Short exercise: Write out every line of the material below as a numbered list, leaving out any blank lines.

Raw data:
--*--

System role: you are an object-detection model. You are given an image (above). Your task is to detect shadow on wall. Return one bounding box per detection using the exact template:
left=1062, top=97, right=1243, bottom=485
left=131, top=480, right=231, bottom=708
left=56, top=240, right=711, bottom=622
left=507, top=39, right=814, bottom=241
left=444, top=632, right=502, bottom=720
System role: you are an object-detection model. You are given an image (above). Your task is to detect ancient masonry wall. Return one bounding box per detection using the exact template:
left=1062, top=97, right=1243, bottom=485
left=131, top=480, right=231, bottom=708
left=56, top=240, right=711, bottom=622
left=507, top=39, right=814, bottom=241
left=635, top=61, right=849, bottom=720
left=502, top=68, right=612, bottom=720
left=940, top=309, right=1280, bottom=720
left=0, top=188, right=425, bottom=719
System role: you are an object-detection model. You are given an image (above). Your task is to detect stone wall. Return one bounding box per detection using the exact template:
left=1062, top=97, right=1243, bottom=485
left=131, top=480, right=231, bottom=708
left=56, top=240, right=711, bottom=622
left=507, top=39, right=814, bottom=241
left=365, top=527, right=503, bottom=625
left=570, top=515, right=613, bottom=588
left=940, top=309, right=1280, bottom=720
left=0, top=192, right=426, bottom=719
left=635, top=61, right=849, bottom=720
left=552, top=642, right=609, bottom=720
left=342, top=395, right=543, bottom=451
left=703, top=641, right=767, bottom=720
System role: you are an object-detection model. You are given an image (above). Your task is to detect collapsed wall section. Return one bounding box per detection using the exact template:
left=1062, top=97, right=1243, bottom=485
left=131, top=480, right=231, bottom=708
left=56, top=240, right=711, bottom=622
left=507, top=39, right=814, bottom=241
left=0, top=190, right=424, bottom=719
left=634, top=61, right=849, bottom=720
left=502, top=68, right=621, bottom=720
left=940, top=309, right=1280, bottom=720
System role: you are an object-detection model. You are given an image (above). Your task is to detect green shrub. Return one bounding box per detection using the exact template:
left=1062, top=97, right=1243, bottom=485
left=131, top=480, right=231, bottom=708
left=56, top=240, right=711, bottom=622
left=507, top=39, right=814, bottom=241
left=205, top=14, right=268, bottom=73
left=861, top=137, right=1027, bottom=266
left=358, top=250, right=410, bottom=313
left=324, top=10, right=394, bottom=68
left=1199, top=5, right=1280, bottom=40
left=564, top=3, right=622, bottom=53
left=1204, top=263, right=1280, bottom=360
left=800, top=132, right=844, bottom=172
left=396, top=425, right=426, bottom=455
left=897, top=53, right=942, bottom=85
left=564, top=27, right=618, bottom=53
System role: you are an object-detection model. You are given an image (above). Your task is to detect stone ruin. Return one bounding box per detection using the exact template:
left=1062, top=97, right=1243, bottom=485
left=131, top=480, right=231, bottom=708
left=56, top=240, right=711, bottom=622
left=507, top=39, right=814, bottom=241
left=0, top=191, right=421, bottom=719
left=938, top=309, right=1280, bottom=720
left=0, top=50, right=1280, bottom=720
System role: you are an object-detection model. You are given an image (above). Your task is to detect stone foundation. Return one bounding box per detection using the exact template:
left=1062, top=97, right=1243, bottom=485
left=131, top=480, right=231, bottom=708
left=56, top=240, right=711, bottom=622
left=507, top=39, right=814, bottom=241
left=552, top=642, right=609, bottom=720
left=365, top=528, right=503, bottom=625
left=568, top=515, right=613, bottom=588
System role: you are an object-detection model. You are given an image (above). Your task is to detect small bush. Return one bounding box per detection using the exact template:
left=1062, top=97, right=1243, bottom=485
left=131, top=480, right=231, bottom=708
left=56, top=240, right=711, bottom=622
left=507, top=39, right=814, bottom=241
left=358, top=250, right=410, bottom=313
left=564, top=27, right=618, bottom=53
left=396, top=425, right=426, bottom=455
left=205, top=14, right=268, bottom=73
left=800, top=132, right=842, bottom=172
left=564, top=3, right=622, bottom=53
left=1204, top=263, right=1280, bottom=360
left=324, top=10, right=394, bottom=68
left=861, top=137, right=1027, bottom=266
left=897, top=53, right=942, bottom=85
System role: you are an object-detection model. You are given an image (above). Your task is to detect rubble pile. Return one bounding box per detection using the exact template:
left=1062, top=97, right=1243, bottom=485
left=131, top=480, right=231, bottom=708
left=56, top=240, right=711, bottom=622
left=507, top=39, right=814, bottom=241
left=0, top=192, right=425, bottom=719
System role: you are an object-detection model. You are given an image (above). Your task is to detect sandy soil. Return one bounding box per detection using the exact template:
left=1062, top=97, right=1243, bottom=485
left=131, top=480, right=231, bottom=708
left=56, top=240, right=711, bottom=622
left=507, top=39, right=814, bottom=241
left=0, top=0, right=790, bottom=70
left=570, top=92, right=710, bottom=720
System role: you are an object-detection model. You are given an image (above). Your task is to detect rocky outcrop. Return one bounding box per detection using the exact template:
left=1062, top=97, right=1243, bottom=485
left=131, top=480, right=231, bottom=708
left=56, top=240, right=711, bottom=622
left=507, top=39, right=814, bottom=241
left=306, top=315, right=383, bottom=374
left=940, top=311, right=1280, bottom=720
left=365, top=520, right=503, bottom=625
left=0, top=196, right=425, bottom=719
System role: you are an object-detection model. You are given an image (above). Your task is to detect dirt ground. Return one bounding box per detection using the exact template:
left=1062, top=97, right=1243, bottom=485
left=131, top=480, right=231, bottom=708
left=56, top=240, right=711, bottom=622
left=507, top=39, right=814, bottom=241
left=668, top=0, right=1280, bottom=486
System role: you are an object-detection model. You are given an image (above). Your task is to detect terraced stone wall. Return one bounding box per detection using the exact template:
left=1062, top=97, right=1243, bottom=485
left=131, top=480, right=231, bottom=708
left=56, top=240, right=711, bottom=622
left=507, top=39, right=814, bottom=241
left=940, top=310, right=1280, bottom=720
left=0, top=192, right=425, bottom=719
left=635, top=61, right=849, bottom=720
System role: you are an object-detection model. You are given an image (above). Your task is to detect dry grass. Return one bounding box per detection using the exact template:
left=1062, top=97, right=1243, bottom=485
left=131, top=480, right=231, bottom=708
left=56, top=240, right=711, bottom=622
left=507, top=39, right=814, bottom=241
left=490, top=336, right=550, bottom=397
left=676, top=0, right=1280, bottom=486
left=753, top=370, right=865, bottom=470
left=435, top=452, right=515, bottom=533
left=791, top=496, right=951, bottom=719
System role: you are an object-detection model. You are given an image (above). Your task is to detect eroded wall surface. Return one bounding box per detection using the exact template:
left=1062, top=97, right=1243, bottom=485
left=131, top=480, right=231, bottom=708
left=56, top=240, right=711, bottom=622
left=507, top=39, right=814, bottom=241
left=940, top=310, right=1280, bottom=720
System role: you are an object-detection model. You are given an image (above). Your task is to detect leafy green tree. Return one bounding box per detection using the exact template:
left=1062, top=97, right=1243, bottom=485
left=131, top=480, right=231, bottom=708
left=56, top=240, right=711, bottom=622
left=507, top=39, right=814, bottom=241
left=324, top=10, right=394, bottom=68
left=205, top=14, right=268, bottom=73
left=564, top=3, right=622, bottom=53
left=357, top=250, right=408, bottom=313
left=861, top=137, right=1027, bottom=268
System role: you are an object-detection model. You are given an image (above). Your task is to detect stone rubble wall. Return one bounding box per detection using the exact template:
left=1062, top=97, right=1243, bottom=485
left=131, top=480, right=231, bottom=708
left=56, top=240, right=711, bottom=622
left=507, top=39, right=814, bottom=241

--*--

Correct response:
1. System role: you are an object-detection model. You are given an image (above). Your task is to detect shadow on wall. Return one bounding box per detection using the exact template:
2. left=1062, top=97, right=1243, bottom=485
3. left=131, top=480, right=231, bottom=708
4. left=56, top=240, right=711, bottom=622
5. left=507, top=39, right=814, bottom=241
6. left=444, top=632, right=502, bottom=720
7. System role: you are an object-detection model. You are given an image (above). Your task is to detect ancient masonry wall. Return one bounding box per detection using the exact template:
8. left=1062, top=97, right=1243, bottom=485
9. left=131, top=480, right=231, bottom=708
10. left=56, top=240, right=711, bottom=622
11. left=507, top=39, right=814, bottom=241
12. left=635, top=61, right=849, bottom=720
13. left=502, top=68, right=612, bottom=720
14. left=940, top=309, right=1280, bottom=720
15. left=0, top=188, right=425, bottom=719
16. System role: you are an object-detection model. You are given an image (above). Your task is to detect stone wall. Return one bounding box per detection using the exact template:
17. left=1062, top=97, right=1243, bottom=485
18. left=131, top=480, right=231, bottom=708
19. left=56, top=240, right=711, bottom=622
20. left=507, top=39, right=814, bottom=241
21. left=365, top=527, right=503, bottom=625
22. left=570, top=515, right=613, bottom=588
23. left=940, top=309, right=1280, bottom=720
24. left=0, top=192, right=426, bottom=719
25. left=635, top=61, right=849, bottom=720
26. left=552, top=642, right=609, bottom=720
27. left=342, top=395, right=543, bottom=451
28. left=703, top=641, right=767, bottom=720
29. System role: you are an object-detection model. You are given an image (above). Your task is to detect collapsed wall section. Return one bounding box per detection using the exact template:
30. left=1062, top=97, right=1243, bottom=485
31. left=131, top=480, right=231, bottom=708
32. left=56, top=240, right=711, bottom=622
33. left=507, top=39, right=814, bottom=241
34. left=0, top=190, right=424, bottom=719
35. left=634, top=61, right=849, bottom=720
36. left=502, top=68, right=621, bottom=720
37. left=940, top=309, right=1280, bottom=720
38. System role: you are an object-detection model. You are given an image (above). Your task is to detect green shrub. Return one bounding box per detection using the exact template:
39. left=1062, top=97, right=1243, bottom=485
40. left=131, top=480, right=231, bottom=708
41. left=56, top=240, right=711, bottom=622
42. left=507, top=39, right=814, bottom=241
43. left=205, top=14, right=268, bottom=73
44. left=861, top=137, right=1027, bottom=266
45. left=358, top=250, right=410, bottom=313
46. left=324, top=10, right=394, bottom=68
47. left=1199, top=5, right=1280, bottom=40
48. left=564, top=3, right=622, bottom=53
49. left=1204, top=263, right=1280, bottom=360
50. left=800, top=132, right=844, bottom=172
51. left=396, top=425, right=426, bottom=455
52. left=897, top=53, right=942, bottom=85
53. left=564, top=27, right=618, bottom=53
54. System role: you are an object-detection model. You are given an image (above). Your task is to detect stone ruin. Return one bounding box per detection using the exact template:
55. left=1062, top=97, right=1243, bottom=485
56. left=131, top=480, right=231, bottom=708
57. left=56, top=240, right=711, bottom=622
58. left=507, top=39, right=814, bottom=241
59. left=0, top=191, right=421, bottom=719
60. left=938, top=309, right=1280, bottom=720
61. left=0, top=50, right=1280, bottom=720
62. System role: you are an object-detection model. You are given an image (above). Your task is to detect stone foundation. Return one bounding box per detection using the exact template:
63. left=1062, top=97, right=1243, bottom=485
64. left=131, top=480, right=231, bottom=708
65. left=56, top=240, right=711, bottom=622
66. left=507, top=39, right=814, bottom=241
67. left=552, top=642, right=609, bottom=720
68. left=365, top=528, right=503, bottom=625
69. left=568, top=515, right=613, bottom=588
70. System role: you are an object-detection model. You are given an image (above). Your task is to detect small bush. Return one bounding box per detection using the exact template:
71. left=1062, top=97, right=1243, bottom=485
72. left=131, top=480, right=231, bottom=708
73. left=56, top=240, right=711, bottom=622
74. left=507, top=39, right=814, bottom=241
75. left=358, top=250, right=410, bottom=313
76. left=564, top=27, right=618, bottom=53
77. left=396, top=425, right=426, bottom=455
78. left=205, top=14, right=268, bottom=73
79. left=800, top=132, right=842, bottom=172
80. left=564, top=3, right=622, bottom=53
81. left=1204, top=263, right=1280, bottom=360
82. left=324, top=10, right=394, bottom=68
83. left=861, top=137, right=1027, bottom=266
84. left=897, top=53, right=942, bottom=85
85. System role: you are an object-detection model. You are given an image (above). Your task is to detect rubble pile. Return one bounding box per detection using the exact template:
86. left=1062, top=97, right=1243, bottom=485
87. left=131, top=480, right=231, bottom=708
88. left=56, top=240, right=711, bottom=622
89. left=507, top=39, right=814, bottom=241
90. left=0, top=192, right=425, bottom=719
91. System role: you are an object-detection model. You are given an image (above). Your task is to detect sandy soil. Return one bounding box per detection using the exact template:
92. left=1062, top=97, right=1243, bottom=485
93. left=131, top=480, right=231, bottom=708
94. left=56, top=240, right=711, bottom=622
95. left=507, top=39, right=814, bottom=241
96. left=0, top=0, right=790, bottom=70
97. left=570, top=92, right=710, bottom=720
98. System role: you are an object-detection model. You are given an image (above). Your task is to detect rocky outcrop. Return one bounding box per detection using the exact template:
99. left=1062, top=97, right=1243, bottom=485
100. left=131, top=480, right=231, bottom=708
101. left=56, top=240, right=711, bottom=622
102. left=507, top=39, right=814, bottom=241
103. left=306, top=315, right=383, bottom=374
104. left=940, top=311, right=1280, bottom=720
105. left=365, top=520, right=503, bottom=625
106. left=0, top=196, right=425, bottom=719
107. System role: you are an object-detection model. You are given an image (above). Your task is to detect dirt ground. Return one bounding box per detection using the exact template:
108. left=1062, top=97, right=1243, bottom=485
109. left=131, top=480, right=231, bottom=708
110. left=56, top=240, right=711, bottom=622
111. left=507, top=39, right=814, bottom=241
112. left=668, top=0, right=1280, bottom=486
113. System role: you are an object-detection model. You are given an image (above). Your task is to detect terraced stone wall. Return one bounding box per detection using the exact template:
114. left=1062, top=97, right=1243, bottom=485
115. left=131, top=480, right=231, bottom=708
116. left=56, top=240, right=711, bottom=622
117. left=507, top=39, right=814, bottom=241
118. left=940, top=310, right=1280, bottom=720
119. left=0, top=192, right=425, bottom=719
120. left=635, top=61, right=849, bottom=720
121. System role: you are an object-detection model. You are given an image (above). Your task is to detect dry grass. Return one bounding box per detection using the exact template:
122. left=1062, top=97, right=1243, bottom=485
123. left=131, top=480, right=231, bottom=708
124. left=56, top=240, right=711, bottom=622
125. left=507, top=39, right=814, bottom=241
126. left=490, top=336, right=550, bottom=397
127. left=676, top=0, right=1280, bottom=486
128. left=753, top=370, right=865, bottom=470
129. left=435, top=452, right=515, bottom=533
130. left=791, top=496, right=951, bottom=719
131. System role: you are an object-detection model. You are given an image (above). Your task is to detect eroded wall surface. Return one bounding box per detection using the exact template:
132. left=1062, top=97, right=1243, bottom=485
133. left=131, top=480, right=231, bottom=708
134. left=56, top=240, right=711, bottom=622
135. left=507, top=39, right=814, bottom=241
136. left=940, top=310, right=1280, bottom=720
137. System role: you are an object-detection model. You are given an image (above). Your task is to detect leafy green tree. Return one bounding box per detection using the exact template:
138. left=1062, top=97, right=1243, bottom=485
139. left=131, top=480, right=231, bottom=708
140. left=56, top=240, right=711, bottom=622
141. left=507, top=39, right=814, bottom=241
142. left=324, top=10, right=394, bottom=68
143. left=205, top=14, right=268, bottom=73
144. left=564, top=3, right=622, bottom=53
145. left=357, top=250, right=408, bottom=313
146. left=861, top=137, right=1027, bottom=268
147. System role: you are an object-detection model. You are given an image (above). Your task is to detect stone rubble wall. Return one bounding box per detection using the exact template:
148. left=1062, top=97, right=1243, bottom=485
149. left=131, top=480, right=231, bottom=708
150. left=56, top=240, right=711, bottom=622
151. left=507, top=39, right=814, bottom=241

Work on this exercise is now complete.